Directions for this task:
Would you write out every one of the rows below, word for word, without changing anything?

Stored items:
━━━━━━━━━━━━━━━━━━━━━━━━━━━━━━

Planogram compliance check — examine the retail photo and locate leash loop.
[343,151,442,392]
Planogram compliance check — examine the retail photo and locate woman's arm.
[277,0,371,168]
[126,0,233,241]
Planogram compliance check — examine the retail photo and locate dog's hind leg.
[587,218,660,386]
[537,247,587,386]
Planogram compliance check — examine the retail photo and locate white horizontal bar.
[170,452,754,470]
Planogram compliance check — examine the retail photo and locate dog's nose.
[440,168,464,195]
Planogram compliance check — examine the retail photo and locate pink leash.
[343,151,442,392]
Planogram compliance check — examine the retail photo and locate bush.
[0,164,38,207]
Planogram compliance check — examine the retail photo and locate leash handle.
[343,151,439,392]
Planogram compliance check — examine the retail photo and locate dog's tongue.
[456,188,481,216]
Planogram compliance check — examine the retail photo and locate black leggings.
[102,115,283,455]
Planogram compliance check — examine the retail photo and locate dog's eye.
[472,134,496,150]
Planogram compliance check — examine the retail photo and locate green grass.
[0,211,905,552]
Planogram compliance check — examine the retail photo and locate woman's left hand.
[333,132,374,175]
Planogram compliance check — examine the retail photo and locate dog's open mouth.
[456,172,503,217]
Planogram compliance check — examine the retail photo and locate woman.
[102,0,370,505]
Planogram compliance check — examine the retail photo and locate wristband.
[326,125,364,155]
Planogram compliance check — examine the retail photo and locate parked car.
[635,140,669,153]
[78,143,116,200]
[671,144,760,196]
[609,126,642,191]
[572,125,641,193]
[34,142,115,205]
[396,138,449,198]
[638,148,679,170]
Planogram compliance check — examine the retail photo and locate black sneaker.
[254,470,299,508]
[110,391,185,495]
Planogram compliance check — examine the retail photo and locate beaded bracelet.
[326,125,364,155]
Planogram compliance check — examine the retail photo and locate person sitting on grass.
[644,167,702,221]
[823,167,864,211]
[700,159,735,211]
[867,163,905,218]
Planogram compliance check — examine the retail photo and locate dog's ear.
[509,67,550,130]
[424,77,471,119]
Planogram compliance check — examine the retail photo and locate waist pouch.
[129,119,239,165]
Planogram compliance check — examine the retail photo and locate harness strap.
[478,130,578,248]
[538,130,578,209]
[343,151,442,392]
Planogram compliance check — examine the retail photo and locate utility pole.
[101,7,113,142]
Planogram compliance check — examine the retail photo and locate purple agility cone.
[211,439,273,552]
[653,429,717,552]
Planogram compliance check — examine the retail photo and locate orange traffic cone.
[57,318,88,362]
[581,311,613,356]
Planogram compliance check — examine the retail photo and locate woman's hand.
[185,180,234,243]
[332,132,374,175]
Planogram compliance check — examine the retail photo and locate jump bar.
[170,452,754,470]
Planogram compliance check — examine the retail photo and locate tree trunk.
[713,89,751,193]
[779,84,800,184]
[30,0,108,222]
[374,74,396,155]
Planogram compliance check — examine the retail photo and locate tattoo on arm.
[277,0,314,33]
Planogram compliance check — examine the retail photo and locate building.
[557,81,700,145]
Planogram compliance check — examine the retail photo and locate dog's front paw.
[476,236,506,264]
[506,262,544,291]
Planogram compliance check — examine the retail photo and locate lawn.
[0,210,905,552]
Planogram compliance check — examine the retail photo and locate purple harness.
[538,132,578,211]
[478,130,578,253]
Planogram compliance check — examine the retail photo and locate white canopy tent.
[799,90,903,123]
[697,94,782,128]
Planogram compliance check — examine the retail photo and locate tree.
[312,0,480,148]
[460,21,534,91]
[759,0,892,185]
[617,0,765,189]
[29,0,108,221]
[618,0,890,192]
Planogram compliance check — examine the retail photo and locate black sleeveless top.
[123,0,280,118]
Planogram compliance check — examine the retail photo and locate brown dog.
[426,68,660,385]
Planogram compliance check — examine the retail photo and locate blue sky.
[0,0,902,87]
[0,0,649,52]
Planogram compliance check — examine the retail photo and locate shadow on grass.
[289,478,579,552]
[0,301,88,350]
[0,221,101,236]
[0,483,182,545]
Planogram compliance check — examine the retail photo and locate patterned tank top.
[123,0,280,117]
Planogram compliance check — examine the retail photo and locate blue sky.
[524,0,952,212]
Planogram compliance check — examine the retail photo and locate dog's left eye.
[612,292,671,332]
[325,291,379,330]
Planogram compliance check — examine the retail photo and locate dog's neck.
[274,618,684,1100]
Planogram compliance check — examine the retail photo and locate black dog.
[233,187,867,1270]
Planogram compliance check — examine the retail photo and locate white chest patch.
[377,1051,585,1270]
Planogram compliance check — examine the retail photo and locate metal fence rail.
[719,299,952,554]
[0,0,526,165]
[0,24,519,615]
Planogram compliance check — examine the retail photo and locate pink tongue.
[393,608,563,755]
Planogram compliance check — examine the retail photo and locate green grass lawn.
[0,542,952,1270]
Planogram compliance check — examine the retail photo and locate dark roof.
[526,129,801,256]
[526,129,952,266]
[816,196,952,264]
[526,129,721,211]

━━━━━━━━━━━━━━━━━━━━━━━━━━━━━━

Finished answer:
Planogram compliance check — examine the retail photo and locate leash loop.
[343,151,442,392]
Planogram compliance check — examine the retail photo and locate woman's arm.
[277,0,371,168]
[126,0,233,241]
Planogram compliance check — examine the retail photo and locate dog's hind leg.
[587,218,660,386]
[537,247,587,386]
Planogram compliance check — examine the retail photo and locate white horizontal bar.
[170,452,754,470]
Planogram compliance check — examine the retail photo and locate dog's nose.
[440,168,464,195]
Planogram compliance check — examine the retail photo and locate pink leash.
[343,151,442,392]
Planogram compliance check — examine the retail photo and locate bush.
[0,164,38,207]
Planogram compliance check — examine the retail photo and locate leash handle.
[343,151,439,392]
Planogram compliance check — examine the retail photo and locate dog's tongue.
[456,188,481,216]
Planogram compliance check — examine the retail photo and locate black leggings.
[102,115,283,455]
Planogram compliance check — examine the retail photo and locate dog's eye.
[472,134,496,150]
Planogram compliance check — examine the retail photo and locate green grass.
[0,211,905,552]
Planogram compliance check — examine the retail photo and locate woman's left hand.
[333,132,374,175]
Planogram compliance check — examine the retail photo and locate dog's open mouth.
[456,172,503,217]
Planogram compliance check — examine the retail photo and locate woman.
[102,0,370,505]
Planogram compliance check — examine the retail photo and locate wristband.
[326,125,364,155]
Planogram compliance check — examine the retail photo and locate parked car.
[635,140,669,153]
[78,143,116,200]
[671,144,760,196]
[609,126,642,191]
[572,125,641,193]
[34,142,115,205]
[396,138,449,198]
[638,148,679,170]
Planogram compliance check — examine the retail photo and locate black sneaker.
[254,470,299,508]
[110,391,185,495]
Planogram compliance check — examine the retail photo and locate beaded bracelet.
[326,125,364,155]
Planogram compliance check — examine the retail photo and locate person sitting on grass.
[644,167,702,221]
[823,167,864,211]
[700,159,735,211]
[867,163,905,218]
Planogram compliance check — examine the retail photo and locate dog's ear.
[509,67,550,130]
[424,77,471,119]
Planogram compliance check — examine the retail photo and locate waist pouch.
[129,119,239,165]
Planogram compliance check — examine the retail photo and locate harness strap.
[478,130,578,248]
[538,130,578,209]
[343,151,442,392]
Planogram compliance check — examine the retail photo and locate utility pole.
[101,7,113,142]
Planogram compliance check — examine the retail photo and locate purple agility cone.
[211,439,273,552]
[653,429,717,552]
Planogram compliance check — examine the retail photo and locate orange traffic cone.
[57,318,88,362]
[581,311,613,356]
Planogram compliance check — examine the retail photo and locate woman's hand.
[185,180,234,243]
[332,132,374,175]
Planogram compliance check — examine the retail photo and locate jump bar.
[170,452,754,470]
Planogram compliance check — examine the retail photo and locate tree trunk.
[713,89,751,193]
[779,84,800,184]
[30,0,108,222]
[374,74,396,155]
Planogram compliance check — examine the retail photo and locate tattoo on arm.
[277,0,314,33]
Planogram compliance check — examine the retail photo and locate building.
[557,81,700,145]
Planogram compliance check — examine the retail photo and locate dog's front paw.
[476,236,506,264]
[506,262,544,291]
Planogram compliance check — examine the retail photo and locate lawn.
[0,210,905,552]
Planogram compliance check — examine the retail photo and locate purple harness.
[538,132,578,211]
[478,130,578,253]
Planogram compliance check — examine the retail photo and locate white canopy tent.
[799,90,903,123]
[697,94,782,128]
Planogram compliance check — examine the retail photo and locate tree.
[312,0,480,148]
[460,21,534,91]
[759,0,892,185]
[617,0,765,189]
[29,0,108,221]
[618,0,890,192]
Planogram compliance check — examine the retail photo and locate black sleeveless top.
[123,0,280,118]
Planogram compliance check — examine the retail photo and locate brown dog.
[426,68,660,385]
Planogram compliance check — examine the retail photo and locate blue sky.
[0,0,902,87]
[0,0,649,52]
Planogram compliance check — examine the retail photo and locate shadow on grass.
[289,478,579,552]
[0,301,88,350]
[0,221,101,236]
[0,483,182,545]
Planogram compliance check — examine the retail photo and locate patterned tank top.
[123,0,280,117]
Planogram compliance check — examine the retail photo and locate blue sky.
[524,0,952,212]
Planogram compliance check — examine the retail photo and locate dog's left eye.
[612,292,671,332]
[325,291,379,330]
Planogram compliance check — examine the retail photo and locate dog's neck.
[274,618,684,1100]
Planogram compliance check — examine the retail photo and locate black dog.
[233,187,867,1270]
Planogram compliance check — examine the retail photo and locate white chest patch.
[377,1051,585,1270]
Planogram compliance check — examine the retail photo and locate metal fence rail.
[719,299,952,554]
[0,0,526,165]
[0,24,519,615]
Planogram compliance check — examine the retail photo and locate pink tongue.
[393,608,563,755]
Planogram compliance check — examine the retail photo and locate green grass lawn.
[0,542,952,1270]
Planogram compliance check — examine the retail photo and locate dark roof.
[526,129,801,256]
[526,129,952,266]
[816,196,952,264]
[526,129,721,211]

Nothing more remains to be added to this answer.